* Start *
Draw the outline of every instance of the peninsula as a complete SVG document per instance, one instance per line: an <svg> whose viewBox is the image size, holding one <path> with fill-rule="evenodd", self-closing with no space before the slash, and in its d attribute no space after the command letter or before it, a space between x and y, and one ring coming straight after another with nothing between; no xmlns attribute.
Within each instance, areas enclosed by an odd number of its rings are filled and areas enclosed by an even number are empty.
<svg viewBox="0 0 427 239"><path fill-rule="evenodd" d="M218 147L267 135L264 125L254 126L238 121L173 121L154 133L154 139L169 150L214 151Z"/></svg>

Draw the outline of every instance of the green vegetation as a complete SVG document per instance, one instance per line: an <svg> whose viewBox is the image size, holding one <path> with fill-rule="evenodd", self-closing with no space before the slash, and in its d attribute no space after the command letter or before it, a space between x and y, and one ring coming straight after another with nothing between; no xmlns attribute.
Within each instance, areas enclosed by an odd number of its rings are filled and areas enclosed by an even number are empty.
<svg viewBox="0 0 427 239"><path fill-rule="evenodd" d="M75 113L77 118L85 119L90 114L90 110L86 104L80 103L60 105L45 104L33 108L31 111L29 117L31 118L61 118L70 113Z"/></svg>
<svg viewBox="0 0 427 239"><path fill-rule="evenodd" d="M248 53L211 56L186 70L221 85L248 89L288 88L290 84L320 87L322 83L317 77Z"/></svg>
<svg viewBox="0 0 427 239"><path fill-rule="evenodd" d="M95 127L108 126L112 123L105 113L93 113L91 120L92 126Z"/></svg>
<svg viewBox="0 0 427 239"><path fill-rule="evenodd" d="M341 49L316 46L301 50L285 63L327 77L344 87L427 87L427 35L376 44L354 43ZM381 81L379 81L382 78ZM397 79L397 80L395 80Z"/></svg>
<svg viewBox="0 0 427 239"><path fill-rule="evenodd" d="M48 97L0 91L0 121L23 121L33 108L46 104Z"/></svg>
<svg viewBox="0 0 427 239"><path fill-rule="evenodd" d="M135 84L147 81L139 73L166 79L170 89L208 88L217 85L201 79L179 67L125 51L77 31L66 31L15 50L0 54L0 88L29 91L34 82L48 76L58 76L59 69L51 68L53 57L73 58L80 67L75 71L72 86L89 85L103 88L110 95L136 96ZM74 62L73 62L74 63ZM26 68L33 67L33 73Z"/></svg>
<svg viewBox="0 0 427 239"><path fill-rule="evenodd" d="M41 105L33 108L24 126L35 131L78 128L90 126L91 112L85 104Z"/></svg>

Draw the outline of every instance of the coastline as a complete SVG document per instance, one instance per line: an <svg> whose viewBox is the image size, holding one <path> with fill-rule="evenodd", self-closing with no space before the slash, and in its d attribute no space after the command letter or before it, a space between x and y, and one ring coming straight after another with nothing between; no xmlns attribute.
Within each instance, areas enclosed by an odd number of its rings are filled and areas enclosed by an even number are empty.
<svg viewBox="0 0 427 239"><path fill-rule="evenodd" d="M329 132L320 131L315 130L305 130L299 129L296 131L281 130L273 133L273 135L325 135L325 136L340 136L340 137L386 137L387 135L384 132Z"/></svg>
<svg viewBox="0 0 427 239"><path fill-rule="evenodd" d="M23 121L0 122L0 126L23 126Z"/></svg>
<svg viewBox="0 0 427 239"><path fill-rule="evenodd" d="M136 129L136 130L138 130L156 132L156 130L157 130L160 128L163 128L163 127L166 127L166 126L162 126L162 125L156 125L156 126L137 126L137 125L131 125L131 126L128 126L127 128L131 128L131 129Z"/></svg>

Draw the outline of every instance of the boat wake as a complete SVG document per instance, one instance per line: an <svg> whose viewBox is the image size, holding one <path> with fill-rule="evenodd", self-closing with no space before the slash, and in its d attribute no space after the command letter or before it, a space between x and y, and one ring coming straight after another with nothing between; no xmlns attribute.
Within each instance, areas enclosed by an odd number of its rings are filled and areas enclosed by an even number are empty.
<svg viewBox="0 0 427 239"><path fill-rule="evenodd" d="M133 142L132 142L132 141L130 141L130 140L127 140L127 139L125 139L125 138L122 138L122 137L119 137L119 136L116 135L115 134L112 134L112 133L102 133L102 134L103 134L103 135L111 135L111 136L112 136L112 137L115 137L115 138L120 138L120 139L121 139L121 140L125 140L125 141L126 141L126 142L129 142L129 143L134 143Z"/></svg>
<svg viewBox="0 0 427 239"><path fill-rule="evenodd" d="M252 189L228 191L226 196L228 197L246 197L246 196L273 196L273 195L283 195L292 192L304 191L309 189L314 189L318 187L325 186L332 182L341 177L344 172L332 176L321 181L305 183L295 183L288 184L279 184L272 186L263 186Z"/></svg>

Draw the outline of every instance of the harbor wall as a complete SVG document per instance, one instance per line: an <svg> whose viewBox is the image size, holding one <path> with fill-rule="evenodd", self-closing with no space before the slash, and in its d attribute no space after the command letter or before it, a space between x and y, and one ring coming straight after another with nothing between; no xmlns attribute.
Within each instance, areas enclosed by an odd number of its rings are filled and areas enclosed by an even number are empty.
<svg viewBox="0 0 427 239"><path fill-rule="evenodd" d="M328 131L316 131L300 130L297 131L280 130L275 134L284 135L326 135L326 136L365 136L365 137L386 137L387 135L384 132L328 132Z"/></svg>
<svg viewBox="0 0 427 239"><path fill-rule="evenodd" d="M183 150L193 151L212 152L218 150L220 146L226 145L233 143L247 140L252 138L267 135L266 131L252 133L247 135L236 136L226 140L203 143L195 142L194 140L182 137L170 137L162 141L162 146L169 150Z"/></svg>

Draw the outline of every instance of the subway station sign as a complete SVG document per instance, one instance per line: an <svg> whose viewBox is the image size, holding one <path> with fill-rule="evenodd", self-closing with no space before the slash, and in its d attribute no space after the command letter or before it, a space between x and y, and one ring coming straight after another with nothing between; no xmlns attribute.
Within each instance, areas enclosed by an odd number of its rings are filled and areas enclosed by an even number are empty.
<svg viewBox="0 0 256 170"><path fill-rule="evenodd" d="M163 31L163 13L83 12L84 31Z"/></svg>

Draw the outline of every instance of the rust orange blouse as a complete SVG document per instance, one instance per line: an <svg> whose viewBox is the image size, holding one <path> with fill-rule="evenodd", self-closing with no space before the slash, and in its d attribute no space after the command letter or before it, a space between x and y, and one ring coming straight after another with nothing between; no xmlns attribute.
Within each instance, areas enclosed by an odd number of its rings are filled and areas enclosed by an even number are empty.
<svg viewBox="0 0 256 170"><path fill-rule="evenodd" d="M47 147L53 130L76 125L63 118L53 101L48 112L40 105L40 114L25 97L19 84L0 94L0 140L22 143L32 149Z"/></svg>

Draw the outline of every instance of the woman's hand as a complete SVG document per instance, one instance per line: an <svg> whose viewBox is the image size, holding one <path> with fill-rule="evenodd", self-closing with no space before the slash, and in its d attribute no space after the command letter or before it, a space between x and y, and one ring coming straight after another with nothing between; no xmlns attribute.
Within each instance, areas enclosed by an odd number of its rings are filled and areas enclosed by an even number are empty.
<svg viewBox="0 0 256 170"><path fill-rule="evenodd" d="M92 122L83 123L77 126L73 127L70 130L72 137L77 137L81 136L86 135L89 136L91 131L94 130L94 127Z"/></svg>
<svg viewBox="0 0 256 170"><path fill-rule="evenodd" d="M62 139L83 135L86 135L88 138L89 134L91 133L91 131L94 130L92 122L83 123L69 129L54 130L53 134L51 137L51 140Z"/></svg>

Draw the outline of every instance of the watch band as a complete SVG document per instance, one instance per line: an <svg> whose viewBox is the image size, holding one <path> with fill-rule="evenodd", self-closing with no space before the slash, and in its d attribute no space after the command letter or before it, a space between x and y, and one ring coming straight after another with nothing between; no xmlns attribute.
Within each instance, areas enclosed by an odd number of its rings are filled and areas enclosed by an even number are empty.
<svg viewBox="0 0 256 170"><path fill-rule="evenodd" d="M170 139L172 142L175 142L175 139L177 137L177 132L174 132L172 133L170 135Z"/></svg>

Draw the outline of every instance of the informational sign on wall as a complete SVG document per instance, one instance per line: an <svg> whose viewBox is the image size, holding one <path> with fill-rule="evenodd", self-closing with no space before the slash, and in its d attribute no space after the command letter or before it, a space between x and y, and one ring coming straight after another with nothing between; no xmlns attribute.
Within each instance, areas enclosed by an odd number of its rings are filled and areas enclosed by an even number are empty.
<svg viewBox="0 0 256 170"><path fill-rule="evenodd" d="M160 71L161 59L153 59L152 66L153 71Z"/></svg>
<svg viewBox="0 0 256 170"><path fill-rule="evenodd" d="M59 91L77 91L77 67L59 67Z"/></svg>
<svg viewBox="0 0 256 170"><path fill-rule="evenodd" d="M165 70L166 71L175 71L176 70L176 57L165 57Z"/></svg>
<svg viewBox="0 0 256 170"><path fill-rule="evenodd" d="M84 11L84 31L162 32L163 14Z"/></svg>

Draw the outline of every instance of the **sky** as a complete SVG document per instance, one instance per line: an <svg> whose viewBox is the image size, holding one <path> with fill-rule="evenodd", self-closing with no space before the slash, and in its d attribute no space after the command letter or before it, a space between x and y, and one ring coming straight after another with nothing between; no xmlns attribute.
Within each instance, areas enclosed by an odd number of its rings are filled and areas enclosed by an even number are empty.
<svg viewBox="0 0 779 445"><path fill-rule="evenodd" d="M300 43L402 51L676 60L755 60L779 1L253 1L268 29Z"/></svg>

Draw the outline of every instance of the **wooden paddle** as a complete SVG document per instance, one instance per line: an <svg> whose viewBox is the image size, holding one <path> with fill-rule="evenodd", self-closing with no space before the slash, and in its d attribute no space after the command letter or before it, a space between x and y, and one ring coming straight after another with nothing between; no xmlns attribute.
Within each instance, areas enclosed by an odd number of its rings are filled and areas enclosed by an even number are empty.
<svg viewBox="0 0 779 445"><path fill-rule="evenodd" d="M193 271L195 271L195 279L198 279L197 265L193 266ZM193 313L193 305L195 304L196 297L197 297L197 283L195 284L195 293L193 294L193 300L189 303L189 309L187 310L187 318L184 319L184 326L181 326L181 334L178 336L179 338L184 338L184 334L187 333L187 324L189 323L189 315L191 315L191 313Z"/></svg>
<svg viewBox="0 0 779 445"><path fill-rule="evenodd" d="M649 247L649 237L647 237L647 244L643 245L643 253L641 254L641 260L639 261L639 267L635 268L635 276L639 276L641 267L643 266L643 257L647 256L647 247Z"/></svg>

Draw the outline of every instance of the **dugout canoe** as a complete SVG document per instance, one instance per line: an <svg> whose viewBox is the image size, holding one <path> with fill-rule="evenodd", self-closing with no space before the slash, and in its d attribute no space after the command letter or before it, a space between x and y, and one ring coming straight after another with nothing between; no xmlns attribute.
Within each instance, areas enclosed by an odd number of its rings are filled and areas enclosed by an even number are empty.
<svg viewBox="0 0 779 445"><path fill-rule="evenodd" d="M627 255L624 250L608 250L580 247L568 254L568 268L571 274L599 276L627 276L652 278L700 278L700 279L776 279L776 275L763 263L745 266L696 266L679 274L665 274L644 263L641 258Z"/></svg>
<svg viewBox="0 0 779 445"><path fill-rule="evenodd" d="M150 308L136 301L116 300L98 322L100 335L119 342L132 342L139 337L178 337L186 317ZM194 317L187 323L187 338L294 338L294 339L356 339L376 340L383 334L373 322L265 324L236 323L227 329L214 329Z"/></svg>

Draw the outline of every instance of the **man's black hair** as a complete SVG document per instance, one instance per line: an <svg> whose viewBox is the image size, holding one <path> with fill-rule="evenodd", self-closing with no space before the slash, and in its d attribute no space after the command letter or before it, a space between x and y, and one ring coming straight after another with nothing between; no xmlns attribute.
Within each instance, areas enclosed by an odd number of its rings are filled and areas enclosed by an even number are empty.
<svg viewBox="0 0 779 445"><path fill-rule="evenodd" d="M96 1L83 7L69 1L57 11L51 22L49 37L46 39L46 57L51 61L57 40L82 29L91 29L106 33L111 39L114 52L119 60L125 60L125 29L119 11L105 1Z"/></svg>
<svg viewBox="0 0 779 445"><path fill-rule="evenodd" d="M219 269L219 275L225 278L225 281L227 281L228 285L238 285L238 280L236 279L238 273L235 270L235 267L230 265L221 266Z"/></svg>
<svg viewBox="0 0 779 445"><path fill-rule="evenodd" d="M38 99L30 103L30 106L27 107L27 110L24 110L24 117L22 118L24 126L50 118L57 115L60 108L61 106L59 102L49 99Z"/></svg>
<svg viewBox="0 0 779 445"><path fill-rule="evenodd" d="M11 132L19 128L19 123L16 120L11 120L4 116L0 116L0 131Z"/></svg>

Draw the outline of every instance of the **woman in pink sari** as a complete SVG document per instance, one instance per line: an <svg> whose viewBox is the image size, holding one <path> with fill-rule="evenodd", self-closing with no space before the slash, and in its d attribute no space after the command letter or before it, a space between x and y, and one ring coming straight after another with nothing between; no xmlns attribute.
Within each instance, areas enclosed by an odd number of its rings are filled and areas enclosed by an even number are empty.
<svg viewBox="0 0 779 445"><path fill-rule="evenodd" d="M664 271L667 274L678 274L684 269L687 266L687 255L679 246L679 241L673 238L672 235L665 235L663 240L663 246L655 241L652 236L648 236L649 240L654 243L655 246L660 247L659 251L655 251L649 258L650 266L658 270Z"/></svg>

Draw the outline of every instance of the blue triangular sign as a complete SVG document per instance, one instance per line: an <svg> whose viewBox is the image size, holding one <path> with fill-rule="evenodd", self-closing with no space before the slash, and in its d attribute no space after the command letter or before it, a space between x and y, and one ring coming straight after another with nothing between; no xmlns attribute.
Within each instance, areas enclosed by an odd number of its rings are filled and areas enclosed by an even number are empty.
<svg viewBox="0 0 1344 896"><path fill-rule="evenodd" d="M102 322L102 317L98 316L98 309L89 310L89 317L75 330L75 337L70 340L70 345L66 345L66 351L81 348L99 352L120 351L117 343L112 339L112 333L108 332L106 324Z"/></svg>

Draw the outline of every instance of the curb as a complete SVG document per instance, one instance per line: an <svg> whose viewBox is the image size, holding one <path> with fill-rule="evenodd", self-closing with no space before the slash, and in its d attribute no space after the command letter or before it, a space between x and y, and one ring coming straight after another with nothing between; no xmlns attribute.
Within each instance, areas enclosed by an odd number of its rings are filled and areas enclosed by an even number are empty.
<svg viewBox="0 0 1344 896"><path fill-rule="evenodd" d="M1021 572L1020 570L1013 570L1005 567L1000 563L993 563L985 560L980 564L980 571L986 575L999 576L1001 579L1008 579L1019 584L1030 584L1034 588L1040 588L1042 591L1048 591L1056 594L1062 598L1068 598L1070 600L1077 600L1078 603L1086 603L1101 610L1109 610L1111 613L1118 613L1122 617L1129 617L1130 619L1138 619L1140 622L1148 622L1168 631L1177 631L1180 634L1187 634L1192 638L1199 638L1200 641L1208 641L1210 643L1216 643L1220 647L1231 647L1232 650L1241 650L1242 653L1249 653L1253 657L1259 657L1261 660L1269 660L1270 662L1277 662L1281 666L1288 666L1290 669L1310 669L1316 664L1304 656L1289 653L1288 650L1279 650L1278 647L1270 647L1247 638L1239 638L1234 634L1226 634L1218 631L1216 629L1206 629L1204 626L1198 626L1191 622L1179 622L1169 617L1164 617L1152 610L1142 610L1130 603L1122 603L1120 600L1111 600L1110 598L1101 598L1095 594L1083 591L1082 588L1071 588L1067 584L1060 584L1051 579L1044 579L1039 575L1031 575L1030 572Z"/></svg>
* End *
TASK INSTRUCTIONS ->
Can you rewrite everything from the line containing "Draw the outline of every instance of the **dugout" down to the line containing "308L136 301L116 300L98", putting "wooden boat" in place of "dugout canoe" and keeping everything else unchanged?

EXPECTED ANSWER ->
Draw the outline of every instance of the **wooden boat** as a complete SVG document per instance, one instance per line: an <svg> whose viewBox is the image size, holding one <path> with fill-rule="evenodd", self-closing with no space before the slash, and in its d attribute no space after the command letter or before it, a space between x and y, and one ring coming straight after another with nothing between; no xmlns attribute.
Within each instance, areas enclosed by an odd number of its rings are filled and areas enclosed by an even number are empty.
<svg viewBox="0 0 779 445"><path fill-rule="evenodd" d="M627 255L624 250L608 250L580 247L568 254L568 268L571 274L599 276L627 276L652 278L700 278L700 279L776 279L776 275L763 263L745 266L696 266L679 274L665 274L644 263L641 258Z"/></svg>
<svg viewBox="0 0 779 445"><path fill-rule="evenodd" d="M150 308L136 301L116 300L98 322L100 335L119 342L132 342L139 337L178 337L186 317ZM194 317L187 323L187 338L294 338L294 339L356 339L376 340L383 334L373 322L265 324L236 323L227 329L214 329Z"/></svg>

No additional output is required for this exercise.